* YOUR TASK: Count the lines of the records below that hold the word "pixels", and give only the number.

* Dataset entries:

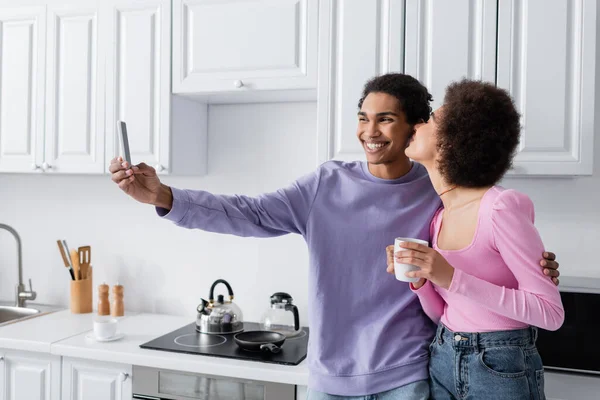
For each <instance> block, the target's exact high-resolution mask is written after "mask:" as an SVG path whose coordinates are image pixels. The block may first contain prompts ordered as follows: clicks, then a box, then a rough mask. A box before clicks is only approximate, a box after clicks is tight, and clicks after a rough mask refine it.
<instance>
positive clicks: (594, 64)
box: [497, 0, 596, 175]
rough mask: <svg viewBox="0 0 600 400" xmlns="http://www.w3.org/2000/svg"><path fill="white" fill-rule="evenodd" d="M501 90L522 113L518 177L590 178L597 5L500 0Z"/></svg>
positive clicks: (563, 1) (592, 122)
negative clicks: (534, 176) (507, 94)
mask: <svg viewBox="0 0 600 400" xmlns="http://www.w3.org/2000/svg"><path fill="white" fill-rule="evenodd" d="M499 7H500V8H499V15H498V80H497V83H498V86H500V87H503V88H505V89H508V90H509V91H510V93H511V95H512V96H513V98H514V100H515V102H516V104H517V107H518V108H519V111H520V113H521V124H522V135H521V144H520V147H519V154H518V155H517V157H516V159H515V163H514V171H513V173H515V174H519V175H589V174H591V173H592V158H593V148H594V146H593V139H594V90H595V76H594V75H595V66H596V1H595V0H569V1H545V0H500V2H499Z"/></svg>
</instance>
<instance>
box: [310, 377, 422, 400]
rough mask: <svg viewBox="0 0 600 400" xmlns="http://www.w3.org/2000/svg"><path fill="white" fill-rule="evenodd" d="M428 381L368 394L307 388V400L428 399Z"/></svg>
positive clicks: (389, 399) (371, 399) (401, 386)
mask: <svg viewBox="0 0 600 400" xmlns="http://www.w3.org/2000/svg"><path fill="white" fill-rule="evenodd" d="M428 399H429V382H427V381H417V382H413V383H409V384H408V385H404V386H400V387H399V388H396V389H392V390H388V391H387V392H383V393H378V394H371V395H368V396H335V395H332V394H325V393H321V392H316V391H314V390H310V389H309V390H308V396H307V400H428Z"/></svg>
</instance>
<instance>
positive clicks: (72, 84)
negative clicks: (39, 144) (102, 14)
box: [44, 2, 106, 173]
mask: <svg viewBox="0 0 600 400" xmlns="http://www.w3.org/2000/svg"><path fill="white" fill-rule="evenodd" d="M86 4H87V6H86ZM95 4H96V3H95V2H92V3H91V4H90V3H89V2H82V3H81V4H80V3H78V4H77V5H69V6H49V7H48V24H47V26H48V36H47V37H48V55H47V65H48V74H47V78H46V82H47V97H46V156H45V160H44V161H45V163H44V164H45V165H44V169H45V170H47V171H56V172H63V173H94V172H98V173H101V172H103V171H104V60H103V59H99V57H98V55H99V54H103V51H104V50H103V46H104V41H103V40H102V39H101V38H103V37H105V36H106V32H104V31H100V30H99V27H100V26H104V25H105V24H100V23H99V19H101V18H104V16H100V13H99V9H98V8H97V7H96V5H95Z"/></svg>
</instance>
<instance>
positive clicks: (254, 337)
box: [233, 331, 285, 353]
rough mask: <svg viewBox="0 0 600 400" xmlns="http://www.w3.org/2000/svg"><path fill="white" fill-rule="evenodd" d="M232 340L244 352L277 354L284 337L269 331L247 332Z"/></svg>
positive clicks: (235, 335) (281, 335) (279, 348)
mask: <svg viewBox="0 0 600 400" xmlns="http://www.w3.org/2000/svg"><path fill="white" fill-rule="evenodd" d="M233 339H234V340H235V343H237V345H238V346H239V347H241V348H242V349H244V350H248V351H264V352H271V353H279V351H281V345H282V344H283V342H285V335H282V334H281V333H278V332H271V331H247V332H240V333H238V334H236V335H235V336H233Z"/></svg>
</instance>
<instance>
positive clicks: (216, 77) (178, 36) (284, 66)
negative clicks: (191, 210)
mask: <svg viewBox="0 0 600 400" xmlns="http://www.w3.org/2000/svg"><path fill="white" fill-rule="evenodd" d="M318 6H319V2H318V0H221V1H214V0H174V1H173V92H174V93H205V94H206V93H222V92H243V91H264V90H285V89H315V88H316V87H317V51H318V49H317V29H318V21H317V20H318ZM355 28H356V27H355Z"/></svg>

==

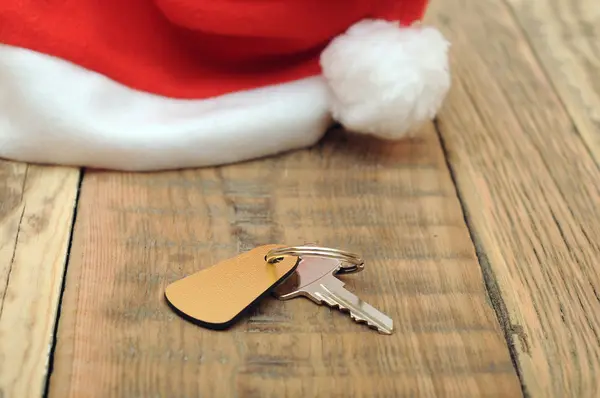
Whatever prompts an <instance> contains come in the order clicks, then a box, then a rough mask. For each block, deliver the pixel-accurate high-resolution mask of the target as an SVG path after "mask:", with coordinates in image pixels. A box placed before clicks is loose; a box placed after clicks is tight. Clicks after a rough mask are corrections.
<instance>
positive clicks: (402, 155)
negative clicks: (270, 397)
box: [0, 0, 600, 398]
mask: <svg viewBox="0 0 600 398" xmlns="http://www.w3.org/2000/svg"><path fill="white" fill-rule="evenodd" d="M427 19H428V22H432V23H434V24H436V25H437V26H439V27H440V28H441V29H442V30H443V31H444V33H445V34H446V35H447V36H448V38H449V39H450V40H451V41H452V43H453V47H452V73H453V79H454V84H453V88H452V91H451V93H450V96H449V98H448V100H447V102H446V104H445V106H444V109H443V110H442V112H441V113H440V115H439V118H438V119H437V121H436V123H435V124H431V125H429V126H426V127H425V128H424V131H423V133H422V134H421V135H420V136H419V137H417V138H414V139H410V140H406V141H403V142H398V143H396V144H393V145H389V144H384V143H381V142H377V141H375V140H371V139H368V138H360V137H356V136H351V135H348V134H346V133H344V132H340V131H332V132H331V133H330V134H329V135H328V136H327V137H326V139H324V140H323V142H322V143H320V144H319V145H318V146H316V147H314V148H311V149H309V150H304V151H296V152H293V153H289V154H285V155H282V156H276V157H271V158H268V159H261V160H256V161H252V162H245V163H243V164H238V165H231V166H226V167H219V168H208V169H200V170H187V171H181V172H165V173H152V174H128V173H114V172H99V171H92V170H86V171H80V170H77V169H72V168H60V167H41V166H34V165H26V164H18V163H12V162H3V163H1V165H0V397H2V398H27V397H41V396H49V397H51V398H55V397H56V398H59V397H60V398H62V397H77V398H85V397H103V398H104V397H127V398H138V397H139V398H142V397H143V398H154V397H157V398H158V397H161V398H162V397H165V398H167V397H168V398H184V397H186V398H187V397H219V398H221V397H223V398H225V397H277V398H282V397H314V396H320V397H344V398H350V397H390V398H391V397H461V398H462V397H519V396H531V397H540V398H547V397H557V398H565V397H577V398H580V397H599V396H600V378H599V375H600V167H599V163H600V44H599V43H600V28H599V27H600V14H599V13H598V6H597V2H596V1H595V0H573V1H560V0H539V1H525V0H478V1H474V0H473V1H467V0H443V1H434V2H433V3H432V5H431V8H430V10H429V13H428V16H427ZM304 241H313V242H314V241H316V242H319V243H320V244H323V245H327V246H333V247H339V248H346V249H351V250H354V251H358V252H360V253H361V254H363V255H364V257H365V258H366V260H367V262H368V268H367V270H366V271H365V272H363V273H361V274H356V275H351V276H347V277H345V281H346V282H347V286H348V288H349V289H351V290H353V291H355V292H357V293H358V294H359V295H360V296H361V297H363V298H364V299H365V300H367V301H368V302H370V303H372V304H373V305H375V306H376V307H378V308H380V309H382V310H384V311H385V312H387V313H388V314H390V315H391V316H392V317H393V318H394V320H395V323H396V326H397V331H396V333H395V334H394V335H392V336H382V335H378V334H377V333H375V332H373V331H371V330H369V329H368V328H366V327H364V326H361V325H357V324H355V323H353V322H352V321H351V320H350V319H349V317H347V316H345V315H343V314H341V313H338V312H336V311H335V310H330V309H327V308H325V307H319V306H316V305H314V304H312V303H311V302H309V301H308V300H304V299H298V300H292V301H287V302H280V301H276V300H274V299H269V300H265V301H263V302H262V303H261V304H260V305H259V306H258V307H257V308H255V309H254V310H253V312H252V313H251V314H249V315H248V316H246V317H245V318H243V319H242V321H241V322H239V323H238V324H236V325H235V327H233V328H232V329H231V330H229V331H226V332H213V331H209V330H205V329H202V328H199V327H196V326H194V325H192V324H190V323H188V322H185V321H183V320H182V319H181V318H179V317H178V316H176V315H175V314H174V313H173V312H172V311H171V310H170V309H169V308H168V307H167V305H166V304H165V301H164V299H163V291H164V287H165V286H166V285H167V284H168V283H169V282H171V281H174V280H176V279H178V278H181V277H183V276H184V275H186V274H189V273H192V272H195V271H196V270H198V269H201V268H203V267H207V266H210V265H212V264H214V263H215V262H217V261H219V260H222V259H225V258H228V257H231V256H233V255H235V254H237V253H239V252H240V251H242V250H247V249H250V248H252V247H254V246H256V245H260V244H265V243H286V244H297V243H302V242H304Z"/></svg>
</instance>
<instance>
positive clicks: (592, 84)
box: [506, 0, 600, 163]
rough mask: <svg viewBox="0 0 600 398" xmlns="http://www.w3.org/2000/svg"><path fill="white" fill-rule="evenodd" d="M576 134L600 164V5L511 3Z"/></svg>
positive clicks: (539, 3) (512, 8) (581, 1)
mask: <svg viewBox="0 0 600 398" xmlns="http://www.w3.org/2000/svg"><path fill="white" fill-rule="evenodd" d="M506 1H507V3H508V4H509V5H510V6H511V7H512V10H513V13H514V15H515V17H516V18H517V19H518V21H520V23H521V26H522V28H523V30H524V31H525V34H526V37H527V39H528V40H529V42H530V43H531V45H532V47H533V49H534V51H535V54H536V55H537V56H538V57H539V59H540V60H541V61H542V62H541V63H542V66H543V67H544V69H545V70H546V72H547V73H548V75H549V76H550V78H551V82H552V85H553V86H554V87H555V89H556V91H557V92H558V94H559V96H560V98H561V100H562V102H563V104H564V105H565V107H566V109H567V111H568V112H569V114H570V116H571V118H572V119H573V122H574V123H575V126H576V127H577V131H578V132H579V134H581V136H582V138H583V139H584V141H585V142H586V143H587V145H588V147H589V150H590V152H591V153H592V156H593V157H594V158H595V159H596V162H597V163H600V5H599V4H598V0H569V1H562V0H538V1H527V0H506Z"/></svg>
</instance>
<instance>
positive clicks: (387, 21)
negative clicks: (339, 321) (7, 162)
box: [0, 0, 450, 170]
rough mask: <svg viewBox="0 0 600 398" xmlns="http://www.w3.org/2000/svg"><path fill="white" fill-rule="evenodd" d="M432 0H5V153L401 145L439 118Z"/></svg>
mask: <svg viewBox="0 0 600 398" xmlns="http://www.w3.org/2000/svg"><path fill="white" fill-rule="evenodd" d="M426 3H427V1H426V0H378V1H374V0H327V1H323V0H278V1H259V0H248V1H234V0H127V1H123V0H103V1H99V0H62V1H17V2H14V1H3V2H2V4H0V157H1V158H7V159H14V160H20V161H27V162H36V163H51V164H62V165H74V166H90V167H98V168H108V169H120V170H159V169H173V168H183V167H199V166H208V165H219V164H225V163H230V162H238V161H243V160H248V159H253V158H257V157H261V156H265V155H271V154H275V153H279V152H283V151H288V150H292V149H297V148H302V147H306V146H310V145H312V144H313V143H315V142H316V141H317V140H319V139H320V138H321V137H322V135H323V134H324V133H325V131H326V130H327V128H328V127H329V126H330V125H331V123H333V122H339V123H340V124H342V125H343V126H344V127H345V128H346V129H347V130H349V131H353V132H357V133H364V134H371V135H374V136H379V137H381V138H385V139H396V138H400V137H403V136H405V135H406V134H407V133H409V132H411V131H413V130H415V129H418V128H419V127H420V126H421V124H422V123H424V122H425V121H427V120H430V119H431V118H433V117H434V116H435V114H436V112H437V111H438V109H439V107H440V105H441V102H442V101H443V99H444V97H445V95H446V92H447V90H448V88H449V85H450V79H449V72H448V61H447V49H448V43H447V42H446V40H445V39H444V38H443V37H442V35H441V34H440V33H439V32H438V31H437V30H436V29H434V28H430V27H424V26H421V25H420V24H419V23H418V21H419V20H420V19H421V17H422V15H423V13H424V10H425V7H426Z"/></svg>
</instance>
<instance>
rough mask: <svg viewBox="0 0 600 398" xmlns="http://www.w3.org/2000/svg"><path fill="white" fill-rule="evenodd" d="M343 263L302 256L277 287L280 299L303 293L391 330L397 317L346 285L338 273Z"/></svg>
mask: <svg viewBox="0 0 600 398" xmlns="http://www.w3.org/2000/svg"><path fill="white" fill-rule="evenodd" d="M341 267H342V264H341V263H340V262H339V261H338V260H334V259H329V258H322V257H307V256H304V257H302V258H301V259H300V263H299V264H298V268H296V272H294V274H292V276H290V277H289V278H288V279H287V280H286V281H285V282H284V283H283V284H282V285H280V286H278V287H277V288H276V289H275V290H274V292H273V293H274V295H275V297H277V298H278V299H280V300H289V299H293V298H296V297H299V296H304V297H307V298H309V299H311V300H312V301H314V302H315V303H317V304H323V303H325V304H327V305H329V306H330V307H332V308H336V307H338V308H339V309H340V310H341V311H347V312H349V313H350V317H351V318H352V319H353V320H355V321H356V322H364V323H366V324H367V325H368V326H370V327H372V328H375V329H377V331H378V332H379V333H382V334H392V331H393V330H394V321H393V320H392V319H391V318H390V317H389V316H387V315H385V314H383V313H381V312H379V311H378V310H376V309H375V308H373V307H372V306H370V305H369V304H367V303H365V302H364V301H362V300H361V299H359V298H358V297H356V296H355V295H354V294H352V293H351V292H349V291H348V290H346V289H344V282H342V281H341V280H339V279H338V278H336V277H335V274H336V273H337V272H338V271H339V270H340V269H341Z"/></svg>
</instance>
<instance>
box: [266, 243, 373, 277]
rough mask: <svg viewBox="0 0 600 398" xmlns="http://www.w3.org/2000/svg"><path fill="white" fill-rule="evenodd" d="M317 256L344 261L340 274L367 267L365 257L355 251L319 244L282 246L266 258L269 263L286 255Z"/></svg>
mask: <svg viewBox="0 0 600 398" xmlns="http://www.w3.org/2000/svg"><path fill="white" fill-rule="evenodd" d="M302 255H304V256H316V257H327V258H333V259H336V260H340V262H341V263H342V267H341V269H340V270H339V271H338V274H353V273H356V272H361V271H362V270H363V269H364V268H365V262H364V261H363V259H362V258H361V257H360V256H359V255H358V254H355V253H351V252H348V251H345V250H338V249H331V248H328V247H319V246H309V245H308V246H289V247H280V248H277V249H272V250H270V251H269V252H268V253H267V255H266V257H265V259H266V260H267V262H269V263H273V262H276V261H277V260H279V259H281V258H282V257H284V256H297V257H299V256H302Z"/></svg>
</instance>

* RESPONSE BELOW: 2